• PROBLEMS TO SOLVE:
1. In the text on approval workflows, whose approval does a request to create an S3 bucket need?
2. Carry the text on approval workflows forward from its final sentence.

• TEXT:
§ §

Avoid having single point of failure on the Admin user for all the requests
Adopt the system for enterprise usecases where typically depending on the type of the request, it would go through a different set of flow

Basically they wanted the ability to be able to define different types of approval flow, and attach each types of request with a specific approval flow. A few examples to make this more clear

For a request type which may involve "install Firefox browser" in a user's machine may not need any approvals
A request to apply for a duplicate ID card request would need approval from "reporing manager"
A request to create an S3 bucket for their project would need approval from "reporting manager", "architecture team" and "Finance Team"

So in each of the situations we will have a corresponding work flow defined to handle the approval flows. Typially this means the user to whom the approval would be assigned to would be determined runtime, based on the requesting user/ type of request. Similarly the same approval may go to an individual (e.g. reporting manager) or to a group of people (e.g. Finance team). We call the former an hierarchial approval as it's based on an hierarchy and the latter a group approval as it's just assigning it to a group. In most cases the user details of the tenants were coming from LDAP which means getting the corresponding user / users details at run time would be a query against their LDAP.

This means we need to handle the following

Have the ability to define different BPM processes in the system ( defined using BPMN )
Associate all the requests types with a corresponding BPM process
On creation of a request, depending on the type use the corresponding BPM process
Depending on the BPM process, have the ability to search for and assign approval to a user / group of users.

It just get's better when these needs to be handled for multiple tenants as well. Which means we need to bring

isolation of process acroess tenants
isolation of users across different tenants
Depending on the tenant, the querying from LDAP will vary and that should be accomodated as a configuration.

The First Iteration

Solving problems 1 and 2 looked quite straight forward. The BPMN definitions were created as deployments in Camunda. It's deployment ID and process Id were put into a workflow definition table along with meta-information such as name and description. We ran a migration against the requestType table to include an extra column holding the workflowId and associate it with the corresponding workflow type. With this we were able to trigger a workflow everytime a request was created.

§ §

• PROVIDED DATA:
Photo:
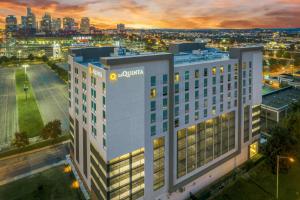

§ §

• RESULTS FOR THE EXERCISE:
1. It needs approval from the reporting manager, the architecture team, and the Finance Team.

2.
This is where our next challenge arose,

User Management Conundrum

We had to figure out the following,

Based on the logged in user, find the corresponding person to which the approval needs to be assigned to in case of hierarchial approvals
Based on the user logged in show them the approvals pending their action.

For this we integrated Camunda into our SSO, wrote scripts to replicate the same set of users into Camunda's database and run them regularly to keep them in sync. We also integrated Camunda with LDAP directly to pull the user details and take care of the assignments (both hierarchial and group). But then came the issue.

We had to do this for a multi-tenant system, which means we are going to

Bring all the users across individual tenants into Camunda
Keep them synced up ( both creates and deletes )
Ensure isolation between tenants
Handle growing data in the database
Figure out errors/ crashes between systems and eventual data sync up etc. etc.

This started to bring in a lot of moving parts. On top of this we were trying to re-invent the same things that we had already handled as part of the main application, for example the LDAP searches, tenant level isolation, email notification etc. The amount of work to ensure everything works was starting to build up and the fact that there were too many moving parts and multiple sources of truth could make maintenance a nightmare.

Camunda does give us the ability to create different tenants which helps with isolation to a large extent, but it was still a concern with all the data sync up and logic duplication.

Deployment - Overflow

To add to the growing user, sync up issue, we found another one. The number of BPMN deployments grew, and it grew wild.

Every tenant brought in their own BPMN files, each of which were creating their own deployment and every one of them started showing up in the camunda cockpit. This looked pretty messed up especially and with more tenants expected to be onboard, we were definitely staring at a maintenance nightmare.

We had to rethink our implementation strategy.

Keeping it Simple

The first thing that we wanted to address was to reduce the moving parts. To achieve the same we decided to do the following

Look at a way to maintain a single source of truth. If the data duplication between Camunda and application be avoided then let's do that.
Try to leverage the existing functionality in the application instead of replicating the same in Camunda end. For example using the email service, LDAP lookup in the application can be leveraged rather than replicating it every time.
Handle multi tenance as part of application and not as part of the camunda. This would again reduce the number of configurations that would have to be done at the camunda end to ensure data isolation.
Think of a good way to solve the deployment explosion.

Basically we wanted to have a system which has minimal of no information with itself and only work with the inputs passed to it. Basically a dumb system that does only one work. Run workflows.

Runtime deployments

To avoid the deployment explosion problem, we decided that anyone who uploads a BPMN file to the system to implement their approval flow, we would not be doing a deployment into Camunda.

Instead we uploaded the files into an S3 bucket and stored it's details into the workflow table. Everytime a request was created which required a specific type of workflow, we leveraged the camunda API that would

Download the bpmn file from S3.
Make an API call to deploy this BPMN definition. This returns the deployment Id.
Not follow the previous path of initiating a process for this deployment Id.
Once all the tasks are completed, we made camunda talk back to the application to mark the workflow as complete.
This triggers another API call to undeploy the definition.

This suddenly made all the persistent deployments to disappear from the camunda cockpit. All that we were able to see are those which are in progress.

This kept things simple and massively reduced the headache of figuring out which deployment is for what.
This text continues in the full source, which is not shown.